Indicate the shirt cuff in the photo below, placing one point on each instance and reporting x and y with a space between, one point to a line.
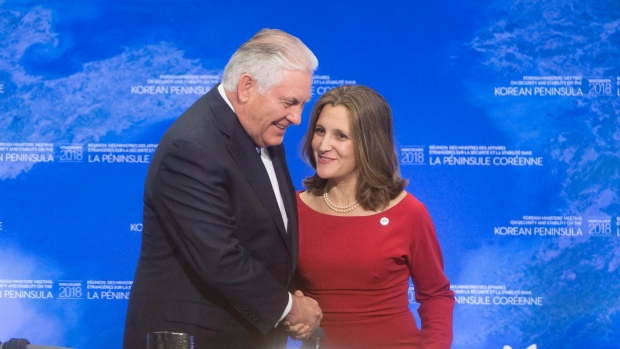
287 310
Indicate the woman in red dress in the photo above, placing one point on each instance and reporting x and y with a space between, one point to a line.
362 236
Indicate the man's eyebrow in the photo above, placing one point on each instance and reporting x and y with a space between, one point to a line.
290 100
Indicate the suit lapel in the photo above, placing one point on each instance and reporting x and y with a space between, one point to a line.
243 151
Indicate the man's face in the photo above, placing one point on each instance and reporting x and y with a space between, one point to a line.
268 115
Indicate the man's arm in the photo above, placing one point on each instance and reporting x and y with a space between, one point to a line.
194 197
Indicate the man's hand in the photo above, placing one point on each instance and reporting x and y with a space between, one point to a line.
304 317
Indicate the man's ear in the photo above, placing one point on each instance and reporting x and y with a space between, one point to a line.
245 88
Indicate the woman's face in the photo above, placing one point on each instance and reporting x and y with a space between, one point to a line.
332 144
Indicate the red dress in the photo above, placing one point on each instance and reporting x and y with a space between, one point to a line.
358 269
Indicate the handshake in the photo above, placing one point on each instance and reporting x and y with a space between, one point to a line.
304 319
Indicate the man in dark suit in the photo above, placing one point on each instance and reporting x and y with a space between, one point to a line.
219 239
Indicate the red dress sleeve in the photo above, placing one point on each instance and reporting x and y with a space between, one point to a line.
431 286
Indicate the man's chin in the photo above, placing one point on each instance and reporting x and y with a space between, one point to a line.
273 141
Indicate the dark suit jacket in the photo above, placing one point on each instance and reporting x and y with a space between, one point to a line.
216 261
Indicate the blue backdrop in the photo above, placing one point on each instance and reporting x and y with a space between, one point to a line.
507 120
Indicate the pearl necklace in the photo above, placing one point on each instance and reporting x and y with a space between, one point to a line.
339 209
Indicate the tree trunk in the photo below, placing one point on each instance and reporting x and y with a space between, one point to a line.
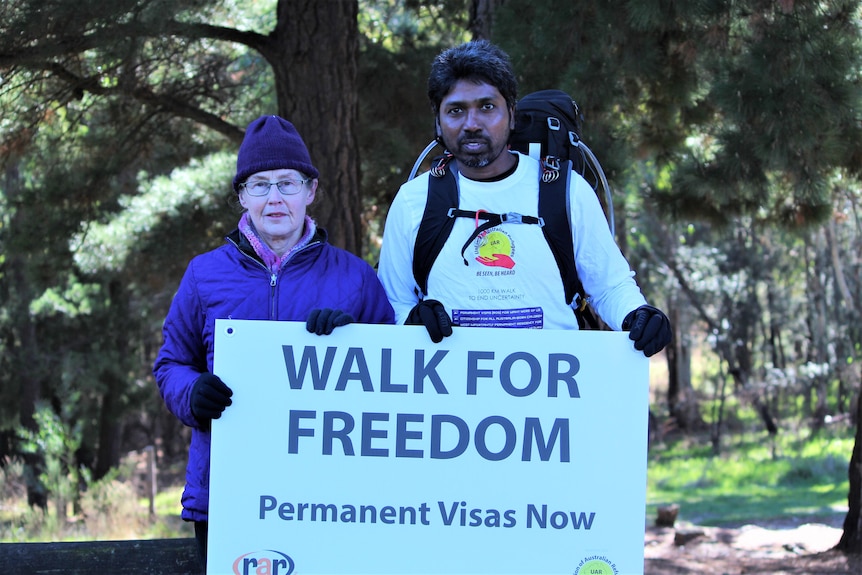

■ ■ ■ ■ ■

> _Job_
Leave the pictures out and copy the rest of the data exactly.

> _Reply_
Indicate the shirt cuff in the photo below, placing one point on each instance and reporting x and y with a space between, one point to a line.
287 310
Indicate the woman in red dress in the photo above, placing one point on each instance and reporting x and y with a space between, one point to a line.
362 236
Indicate the man's eyebrow in the photo above, placing one point on each instance and reporting x and y with a space between, one point to a line.
290 100
Indicate the suit lapel in the photo above, placing one point on each instance and reporting x and y with a space between, one point to a line.
243 151
Indicate the man's face in the photo above, placing one point on each instance and reporting x and y with a space between, one point to a line.
268 115
Indicate the man's arm in the photo above, placing one point on each instance and reporting x and y with a space between, one point to a line.
194 197
Indicate the man's hand in the photo above, placing one point on each instance and reporting x and y with a space between, one point to a line.
304 317
Indicate the man's ear in the photo above, placing one point on each instance and reporting x and y with a space between, one point to a line.
245 88
Indicate the woman's face in the photo above, placing one point on each instance and reporting x and y with a space between, one point to a line.
332 144
Indicate the red dress in the photo above, placing one point on each instance and reporting x and y with a space between, one point to a line.
358 269
Indicate the handshake in the photo above, placing one point on each instance and reporting x and y with a space between, one point to a line.
304 319
Indicate the man in dark suit in the photo above, placing one point on each instance and reporting x and y with a space between, one point to a line.
219 239
Indicate the red dress sleeve in the photo above, placing one point on each instance and reporting x and y with a space between, one point to a line.
431 286
Indicate the man's chin in the photo above, placing one point on each instance and reporting x and y with a space between, one point to a line.
273 141
Indicate the dark suit jacket in the photo above, placing one point on each instance and reporting x and y with a space between, one point to a line.
216 261
Indicate the blue backdrop in the photo above, placing one point on each instance and reporting x and y with a space between, one point to a line.
507 120
Indicate the pearl necklace in the photo above, placing one point on each instance and reporting x and y with a space between, one point to a line.
339 209
Indicate the tree trunk in the photo below, placing one point on each instance and reporting x and y with a space between, one point to a line.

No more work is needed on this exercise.